Copy the part of the post on becoming parents from "Today is the" up to and including "frightening for her.", keeping every word and punctuation mark unchanged.

▶ [Exercise text]:
++++++++
Saturday, April 16, 2022

Becoming parents

Today is the anniversary of my becoming a father.  We are reading "The Female Brain" by Louann Brezendine, MD.  I realize that motherhood is a very big deal.  Sometimes, life is summarized as two needs: survival and reproduction.  In our modern times, with a very large human population, people may decide that having children is not for them.  In addition, specialists are understanding more about a range of sexual manifestations from normal on.  We just watched an episode of "Call the Midwife" in which a young woman in her early 20's gets the courage to see a doctor since she has not begun menstruating.  She learns that her body is sexually ambiguous and not typically equipped.  Sad and frightening for her.  


Since a person who is a father is not able to be a mother, I am glad to be reading "The Female Brain".  I read about the little girl who had been provided with "unisex" toys to avoid her being imprinted with society's version of femininity but was found cuddling and comforting a toy truck:

This little girl didn't cuddle her "truckie" because her environment molded her unisex brain. There is no unisex  brain. She was born with a female brain, which came complete with its own impulses. Girls arrive already wired  as girls, and boys arrive already wired as boys. Their brains are different by the time they're born, and their  brains are what drive their impulses, values, and their very reality.
++++++++
▶ [Excerpted data]:
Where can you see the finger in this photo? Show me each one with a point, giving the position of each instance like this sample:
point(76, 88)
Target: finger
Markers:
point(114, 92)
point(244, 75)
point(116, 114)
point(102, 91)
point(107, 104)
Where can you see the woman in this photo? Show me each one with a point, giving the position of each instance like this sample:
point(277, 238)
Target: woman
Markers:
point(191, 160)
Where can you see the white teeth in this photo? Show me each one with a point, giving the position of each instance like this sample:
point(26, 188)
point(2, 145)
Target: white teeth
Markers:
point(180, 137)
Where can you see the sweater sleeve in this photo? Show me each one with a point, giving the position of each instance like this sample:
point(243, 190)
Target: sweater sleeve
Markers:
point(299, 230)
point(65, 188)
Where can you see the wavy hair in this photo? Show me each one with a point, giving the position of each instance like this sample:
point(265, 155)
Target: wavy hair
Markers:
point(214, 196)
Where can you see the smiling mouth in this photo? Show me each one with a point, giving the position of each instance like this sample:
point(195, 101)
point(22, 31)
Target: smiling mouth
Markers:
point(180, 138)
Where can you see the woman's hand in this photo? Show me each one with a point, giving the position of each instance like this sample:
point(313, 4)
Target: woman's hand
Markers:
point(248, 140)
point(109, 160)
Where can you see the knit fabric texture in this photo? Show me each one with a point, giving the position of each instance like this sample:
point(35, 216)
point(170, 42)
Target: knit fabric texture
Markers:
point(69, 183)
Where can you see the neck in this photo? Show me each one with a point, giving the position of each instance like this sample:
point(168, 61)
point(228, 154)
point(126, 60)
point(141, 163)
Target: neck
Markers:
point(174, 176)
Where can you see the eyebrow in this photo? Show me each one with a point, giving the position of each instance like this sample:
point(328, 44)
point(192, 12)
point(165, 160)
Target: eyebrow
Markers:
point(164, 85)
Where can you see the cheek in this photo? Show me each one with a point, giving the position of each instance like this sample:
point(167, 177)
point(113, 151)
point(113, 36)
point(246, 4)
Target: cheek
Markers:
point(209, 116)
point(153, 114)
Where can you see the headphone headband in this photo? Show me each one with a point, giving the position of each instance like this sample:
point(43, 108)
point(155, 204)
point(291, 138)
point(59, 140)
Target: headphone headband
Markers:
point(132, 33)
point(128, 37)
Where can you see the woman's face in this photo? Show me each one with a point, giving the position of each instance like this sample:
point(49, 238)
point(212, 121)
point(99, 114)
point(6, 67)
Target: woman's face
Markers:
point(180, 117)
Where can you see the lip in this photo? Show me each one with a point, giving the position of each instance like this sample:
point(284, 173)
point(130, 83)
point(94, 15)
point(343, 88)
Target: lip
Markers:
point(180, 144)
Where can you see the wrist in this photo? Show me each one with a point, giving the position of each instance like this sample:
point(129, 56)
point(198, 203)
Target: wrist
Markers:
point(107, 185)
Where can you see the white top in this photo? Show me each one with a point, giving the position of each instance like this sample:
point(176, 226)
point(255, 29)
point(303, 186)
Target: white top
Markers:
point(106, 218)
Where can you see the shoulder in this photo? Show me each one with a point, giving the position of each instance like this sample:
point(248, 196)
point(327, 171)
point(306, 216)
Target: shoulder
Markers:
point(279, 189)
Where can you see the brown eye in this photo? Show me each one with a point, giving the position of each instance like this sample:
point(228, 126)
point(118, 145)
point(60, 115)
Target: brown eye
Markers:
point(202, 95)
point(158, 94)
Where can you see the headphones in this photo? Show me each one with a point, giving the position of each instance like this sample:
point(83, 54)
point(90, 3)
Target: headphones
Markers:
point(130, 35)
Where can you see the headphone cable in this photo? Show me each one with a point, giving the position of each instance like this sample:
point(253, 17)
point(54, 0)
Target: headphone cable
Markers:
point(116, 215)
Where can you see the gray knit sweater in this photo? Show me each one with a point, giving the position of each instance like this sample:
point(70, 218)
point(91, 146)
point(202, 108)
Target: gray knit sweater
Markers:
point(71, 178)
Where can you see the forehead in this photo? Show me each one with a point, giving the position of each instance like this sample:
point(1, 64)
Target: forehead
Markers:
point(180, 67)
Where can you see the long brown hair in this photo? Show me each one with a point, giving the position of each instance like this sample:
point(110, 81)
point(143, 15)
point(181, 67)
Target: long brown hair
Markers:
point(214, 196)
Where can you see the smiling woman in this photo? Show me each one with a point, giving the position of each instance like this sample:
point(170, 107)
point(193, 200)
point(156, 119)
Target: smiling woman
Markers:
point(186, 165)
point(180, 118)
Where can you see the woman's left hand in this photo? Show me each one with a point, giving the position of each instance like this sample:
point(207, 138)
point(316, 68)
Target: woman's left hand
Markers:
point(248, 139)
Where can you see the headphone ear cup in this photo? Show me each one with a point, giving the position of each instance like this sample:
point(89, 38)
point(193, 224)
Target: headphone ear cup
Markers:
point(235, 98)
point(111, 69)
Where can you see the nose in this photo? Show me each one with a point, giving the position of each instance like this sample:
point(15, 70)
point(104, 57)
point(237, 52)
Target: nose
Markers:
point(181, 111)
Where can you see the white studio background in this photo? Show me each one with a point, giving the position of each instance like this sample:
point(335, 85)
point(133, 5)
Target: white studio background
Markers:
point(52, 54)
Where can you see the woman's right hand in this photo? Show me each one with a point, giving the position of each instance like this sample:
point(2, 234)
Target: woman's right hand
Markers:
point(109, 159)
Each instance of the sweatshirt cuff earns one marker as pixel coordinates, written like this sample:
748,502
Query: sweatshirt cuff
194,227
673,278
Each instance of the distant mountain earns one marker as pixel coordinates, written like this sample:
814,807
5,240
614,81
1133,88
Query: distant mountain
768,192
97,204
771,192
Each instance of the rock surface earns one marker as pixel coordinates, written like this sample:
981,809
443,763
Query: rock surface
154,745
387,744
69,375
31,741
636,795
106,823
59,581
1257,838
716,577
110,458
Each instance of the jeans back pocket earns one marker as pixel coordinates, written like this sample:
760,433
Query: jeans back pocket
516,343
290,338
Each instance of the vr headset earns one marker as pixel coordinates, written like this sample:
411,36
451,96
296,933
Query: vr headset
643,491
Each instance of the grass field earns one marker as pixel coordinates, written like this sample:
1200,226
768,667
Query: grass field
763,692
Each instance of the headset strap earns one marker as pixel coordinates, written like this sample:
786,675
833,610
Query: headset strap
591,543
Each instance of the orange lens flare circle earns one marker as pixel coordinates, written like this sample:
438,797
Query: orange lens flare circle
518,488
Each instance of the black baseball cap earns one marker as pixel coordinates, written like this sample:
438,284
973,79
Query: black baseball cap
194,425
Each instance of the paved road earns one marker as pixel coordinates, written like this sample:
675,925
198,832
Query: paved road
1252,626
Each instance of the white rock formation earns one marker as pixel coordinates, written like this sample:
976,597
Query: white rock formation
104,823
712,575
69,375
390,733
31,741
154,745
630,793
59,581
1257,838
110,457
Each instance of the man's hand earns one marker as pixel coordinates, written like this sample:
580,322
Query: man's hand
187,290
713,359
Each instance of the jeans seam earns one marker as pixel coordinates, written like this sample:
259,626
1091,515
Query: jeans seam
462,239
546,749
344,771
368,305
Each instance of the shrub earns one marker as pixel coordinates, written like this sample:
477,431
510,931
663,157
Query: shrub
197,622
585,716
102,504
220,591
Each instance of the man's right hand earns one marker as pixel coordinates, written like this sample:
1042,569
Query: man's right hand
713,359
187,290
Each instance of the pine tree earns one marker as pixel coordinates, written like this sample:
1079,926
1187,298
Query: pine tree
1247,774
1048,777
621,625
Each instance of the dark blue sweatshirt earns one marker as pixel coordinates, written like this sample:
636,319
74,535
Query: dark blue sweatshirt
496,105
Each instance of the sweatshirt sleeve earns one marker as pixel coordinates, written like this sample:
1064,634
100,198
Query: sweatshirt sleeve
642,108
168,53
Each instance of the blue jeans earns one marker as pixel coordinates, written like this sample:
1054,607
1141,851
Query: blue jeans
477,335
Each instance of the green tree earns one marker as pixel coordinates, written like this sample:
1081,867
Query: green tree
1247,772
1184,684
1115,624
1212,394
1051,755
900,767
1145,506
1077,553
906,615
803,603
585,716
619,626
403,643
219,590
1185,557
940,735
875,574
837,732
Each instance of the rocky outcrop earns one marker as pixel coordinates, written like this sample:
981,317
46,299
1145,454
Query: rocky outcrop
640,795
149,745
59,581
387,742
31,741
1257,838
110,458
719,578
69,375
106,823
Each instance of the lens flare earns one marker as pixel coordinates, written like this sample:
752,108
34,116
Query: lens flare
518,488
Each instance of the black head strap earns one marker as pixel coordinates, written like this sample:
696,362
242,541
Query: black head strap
++++++++
▶ [Result of this task]:
Today is the anniversary of my becoming a father.  We are reading "The Female Brain" by Louann Brezendine, MD.  I realize that motherhood is a very big deal.  Sometimes, life is summarized as two needs: survival and reproduction.  In our modern times, with a very large human population, people may decide that having children is not for them.  In addition, specialists are understanding more about a range of sexual manifestations from normal on.  We just watched an episode of "Call the Midwife" in which a young woman in her early 20's gets the courage to see a doctor since she has not begun menstruating.  She learns that her body is sexually ambiguous and not typically equipped.  Sad and frightening for her.